■ AIM
Put the lines of the entries below into a numbered list, leaving out blank lines. Start at the line that contains "Query: leafy foliage" and stop after the line that contains "column 32, row 42".

■ PROVIDED INFORMATION
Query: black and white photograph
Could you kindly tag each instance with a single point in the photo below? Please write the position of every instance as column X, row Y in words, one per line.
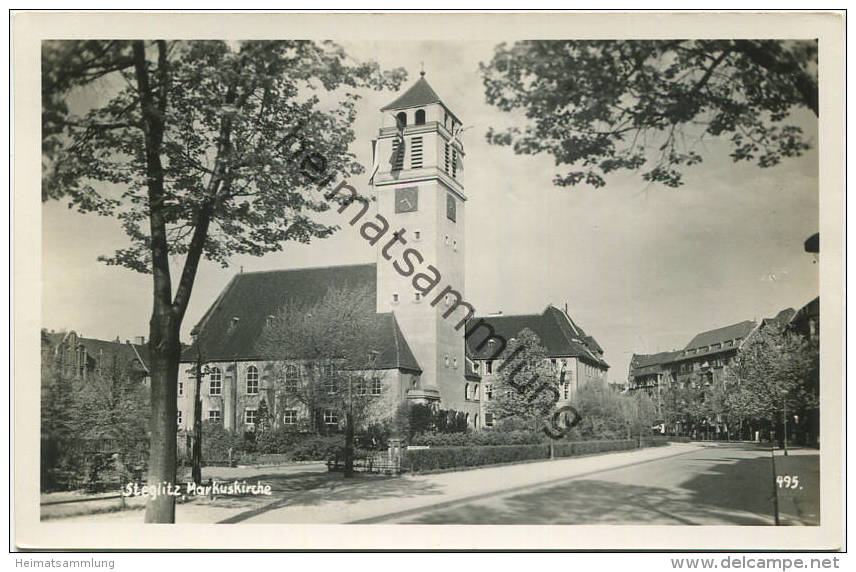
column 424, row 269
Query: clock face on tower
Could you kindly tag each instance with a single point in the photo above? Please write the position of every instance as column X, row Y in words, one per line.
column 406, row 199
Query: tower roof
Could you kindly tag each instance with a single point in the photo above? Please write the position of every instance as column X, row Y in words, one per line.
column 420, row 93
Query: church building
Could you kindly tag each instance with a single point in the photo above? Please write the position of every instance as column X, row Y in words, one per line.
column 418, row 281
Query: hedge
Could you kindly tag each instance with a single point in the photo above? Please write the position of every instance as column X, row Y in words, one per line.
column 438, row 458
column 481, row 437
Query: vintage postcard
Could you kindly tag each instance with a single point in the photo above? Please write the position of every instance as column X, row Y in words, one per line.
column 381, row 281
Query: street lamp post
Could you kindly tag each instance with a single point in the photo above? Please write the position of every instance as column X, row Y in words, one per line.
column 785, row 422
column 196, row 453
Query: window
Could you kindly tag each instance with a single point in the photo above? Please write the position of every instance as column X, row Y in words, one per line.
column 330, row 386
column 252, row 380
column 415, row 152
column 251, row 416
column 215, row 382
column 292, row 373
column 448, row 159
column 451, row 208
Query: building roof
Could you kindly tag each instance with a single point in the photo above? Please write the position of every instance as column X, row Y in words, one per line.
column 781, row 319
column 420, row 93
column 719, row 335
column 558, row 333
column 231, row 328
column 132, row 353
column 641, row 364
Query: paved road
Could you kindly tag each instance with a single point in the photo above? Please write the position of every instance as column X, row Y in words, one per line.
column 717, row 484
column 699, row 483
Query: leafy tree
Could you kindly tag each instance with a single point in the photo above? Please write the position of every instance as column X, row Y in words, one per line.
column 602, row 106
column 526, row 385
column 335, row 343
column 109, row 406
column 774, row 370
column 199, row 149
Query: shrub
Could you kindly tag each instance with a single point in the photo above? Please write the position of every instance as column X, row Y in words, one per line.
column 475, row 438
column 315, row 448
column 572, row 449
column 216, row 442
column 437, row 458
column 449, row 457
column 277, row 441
* * *
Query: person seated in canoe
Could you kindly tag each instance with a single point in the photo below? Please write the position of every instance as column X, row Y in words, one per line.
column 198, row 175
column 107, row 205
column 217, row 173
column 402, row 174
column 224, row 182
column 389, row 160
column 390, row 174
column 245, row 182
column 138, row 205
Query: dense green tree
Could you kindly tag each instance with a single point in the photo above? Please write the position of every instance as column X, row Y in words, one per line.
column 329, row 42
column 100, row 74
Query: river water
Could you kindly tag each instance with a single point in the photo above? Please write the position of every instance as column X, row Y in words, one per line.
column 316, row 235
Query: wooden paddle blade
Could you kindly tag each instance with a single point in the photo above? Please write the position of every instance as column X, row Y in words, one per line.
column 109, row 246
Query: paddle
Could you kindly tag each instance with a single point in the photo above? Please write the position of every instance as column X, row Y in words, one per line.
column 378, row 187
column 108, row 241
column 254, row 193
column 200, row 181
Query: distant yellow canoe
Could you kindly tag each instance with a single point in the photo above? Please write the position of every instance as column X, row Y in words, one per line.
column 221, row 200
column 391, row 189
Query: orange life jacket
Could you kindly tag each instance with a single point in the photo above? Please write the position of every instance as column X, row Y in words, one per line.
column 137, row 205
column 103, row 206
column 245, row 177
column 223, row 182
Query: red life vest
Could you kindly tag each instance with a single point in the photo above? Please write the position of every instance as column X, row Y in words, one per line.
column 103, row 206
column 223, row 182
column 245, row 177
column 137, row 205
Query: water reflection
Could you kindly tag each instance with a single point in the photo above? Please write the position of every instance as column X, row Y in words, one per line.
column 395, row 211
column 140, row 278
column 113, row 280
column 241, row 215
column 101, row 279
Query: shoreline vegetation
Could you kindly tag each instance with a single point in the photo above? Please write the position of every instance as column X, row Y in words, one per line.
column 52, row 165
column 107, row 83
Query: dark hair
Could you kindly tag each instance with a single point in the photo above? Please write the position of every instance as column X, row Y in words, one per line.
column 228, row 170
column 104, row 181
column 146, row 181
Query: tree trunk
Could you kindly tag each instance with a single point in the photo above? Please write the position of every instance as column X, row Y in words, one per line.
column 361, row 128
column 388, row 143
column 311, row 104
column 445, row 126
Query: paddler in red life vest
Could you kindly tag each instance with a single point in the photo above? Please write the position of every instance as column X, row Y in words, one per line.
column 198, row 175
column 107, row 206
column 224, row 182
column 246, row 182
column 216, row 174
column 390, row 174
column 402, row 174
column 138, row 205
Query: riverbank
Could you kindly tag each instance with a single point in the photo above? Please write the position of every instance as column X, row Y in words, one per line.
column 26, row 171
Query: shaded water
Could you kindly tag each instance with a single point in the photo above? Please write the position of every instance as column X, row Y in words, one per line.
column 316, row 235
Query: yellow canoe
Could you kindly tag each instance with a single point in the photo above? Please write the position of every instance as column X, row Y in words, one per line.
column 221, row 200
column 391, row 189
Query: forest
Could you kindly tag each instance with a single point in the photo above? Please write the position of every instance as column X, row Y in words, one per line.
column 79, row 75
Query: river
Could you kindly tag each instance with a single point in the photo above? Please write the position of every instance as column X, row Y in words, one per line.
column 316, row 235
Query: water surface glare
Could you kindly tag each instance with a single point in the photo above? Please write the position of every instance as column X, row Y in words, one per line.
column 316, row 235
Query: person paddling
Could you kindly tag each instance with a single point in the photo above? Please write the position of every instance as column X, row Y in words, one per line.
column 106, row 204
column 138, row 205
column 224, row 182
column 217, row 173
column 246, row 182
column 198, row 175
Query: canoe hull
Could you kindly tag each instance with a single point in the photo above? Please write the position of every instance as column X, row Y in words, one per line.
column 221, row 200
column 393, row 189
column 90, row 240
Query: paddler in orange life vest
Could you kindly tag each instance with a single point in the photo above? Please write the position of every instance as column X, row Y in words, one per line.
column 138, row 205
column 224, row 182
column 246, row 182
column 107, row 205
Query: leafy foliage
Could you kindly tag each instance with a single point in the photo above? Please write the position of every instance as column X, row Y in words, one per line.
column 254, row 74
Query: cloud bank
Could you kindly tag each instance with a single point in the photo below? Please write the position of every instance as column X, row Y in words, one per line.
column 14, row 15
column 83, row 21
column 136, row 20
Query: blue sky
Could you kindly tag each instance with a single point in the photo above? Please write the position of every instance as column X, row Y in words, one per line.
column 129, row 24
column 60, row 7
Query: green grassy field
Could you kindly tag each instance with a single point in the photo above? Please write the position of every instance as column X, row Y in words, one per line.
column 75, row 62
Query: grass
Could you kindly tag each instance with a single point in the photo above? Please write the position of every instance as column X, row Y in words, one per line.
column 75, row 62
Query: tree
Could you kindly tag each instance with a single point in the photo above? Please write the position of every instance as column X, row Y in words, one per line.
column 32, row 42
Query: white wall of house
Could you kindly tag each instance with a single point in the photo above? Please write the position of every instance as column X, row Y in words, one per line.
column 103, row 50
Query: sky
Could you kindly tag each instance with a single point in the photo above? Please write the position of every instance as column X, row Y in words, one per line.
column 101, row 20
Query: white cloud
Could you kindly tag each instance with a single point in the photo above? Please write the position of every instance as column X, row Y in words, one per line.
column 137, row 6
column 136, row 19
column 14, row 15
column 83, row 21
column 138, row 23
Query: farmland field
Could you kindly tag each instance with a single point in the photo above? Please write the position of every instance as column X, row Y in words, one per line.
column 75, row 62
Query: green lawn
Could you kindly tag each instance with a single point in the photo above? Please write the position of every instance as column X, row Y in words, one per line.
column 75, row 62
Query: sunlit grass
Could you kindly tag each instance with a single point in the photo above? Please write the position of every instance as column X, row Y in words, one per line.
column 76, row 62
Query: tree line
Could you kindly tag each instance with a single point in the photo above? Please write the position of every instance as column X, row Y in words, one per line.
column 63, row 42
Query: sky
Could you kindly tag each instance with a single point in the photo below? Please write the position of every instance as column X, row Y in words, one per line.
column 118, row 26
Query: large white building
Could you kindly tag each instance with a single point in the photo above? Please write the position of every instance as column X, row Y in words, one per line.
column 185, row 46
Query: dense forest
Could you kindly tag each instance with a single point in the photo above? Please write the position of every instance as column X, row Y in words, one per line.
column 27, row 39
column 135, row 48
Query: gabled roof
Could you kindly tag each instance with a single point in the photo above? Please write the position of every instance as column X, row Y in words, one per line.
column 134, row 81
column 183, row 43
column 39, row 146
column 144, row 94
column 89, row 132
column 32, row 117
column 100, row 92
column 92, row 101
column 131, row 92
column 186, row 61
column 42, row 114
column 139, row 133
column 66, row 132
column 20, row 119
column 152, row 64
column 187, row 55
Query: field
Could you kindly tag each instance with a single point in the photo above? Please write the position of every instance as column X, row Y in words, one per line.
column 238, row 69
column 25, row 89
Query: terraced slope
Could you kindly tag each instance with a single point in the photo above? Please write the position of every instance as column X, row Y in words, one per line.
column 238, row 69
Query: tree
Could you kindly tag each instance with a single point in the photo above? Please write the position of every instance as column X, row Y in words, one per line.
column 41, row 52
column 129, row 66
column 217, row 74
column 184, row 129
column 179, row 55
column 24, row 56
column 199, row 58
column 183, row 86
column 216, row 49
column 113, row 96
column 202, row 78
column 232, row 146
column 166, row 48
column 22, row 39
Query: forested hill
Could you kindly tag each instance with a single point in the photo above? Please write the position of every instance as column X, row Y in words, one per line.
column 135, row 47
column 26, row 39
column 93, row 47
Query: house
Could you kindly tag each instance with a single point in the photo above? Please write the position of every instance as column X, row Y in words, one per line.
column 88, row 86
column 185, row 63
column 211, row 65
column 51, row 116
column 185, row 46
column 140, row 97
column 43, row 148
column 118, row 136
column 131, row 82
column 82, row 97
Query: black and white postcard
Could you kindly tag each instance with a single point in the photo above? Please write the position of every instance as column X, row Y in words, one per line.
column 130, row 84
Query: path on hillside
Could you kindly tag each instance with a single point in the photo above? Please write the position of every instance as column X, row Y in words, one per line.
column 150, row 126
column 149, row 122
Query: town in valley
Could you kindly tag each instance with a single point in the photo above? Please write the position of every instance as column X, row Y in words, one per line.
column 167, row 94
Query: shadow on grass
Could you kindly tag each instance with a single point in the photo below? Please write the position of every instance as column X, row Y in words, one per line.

■ WRITTEN SOLUTION
1. Query: leafy foliage
2. Could you kindly tag each instance with a single point in the photo above? Please write the position of every instance as column X, row Y in words, one per line.
3. column 254, row 74
4. Query: cloud bank
5. Could you kindly tag each instance with a single point in the photo below? Please write the position of every instance as column X, row Y in words, one per line.
6. column 14, row 15
7. column 83, row 21
8. column 136, row 20
9. Query: blue sky
10. Could you kindly tag each instance with a single point in the photo above? Please write the position of every instance as column X, row Y in words, one per line.
11. column 129, row 24
12. column 60, row 7
13. Query: green grassy field
14. Could you kindly tag each instance with a single point in the photo above? Please write the position of every instance as column X, row Y in words, one per line.
15. column 75, row 62
16. Query: grass
17. Could you kindly tag each instance with a single point in the photo above? Please write the position of every instance as column X, row Y in words, one per line.
18. column 75, row 62
19. Query: tree
20. Could you kindly tag each instance with a single point in the photo above? Please write the position of every instance as column X, row Y in words, one per line.
21. column 32, row 42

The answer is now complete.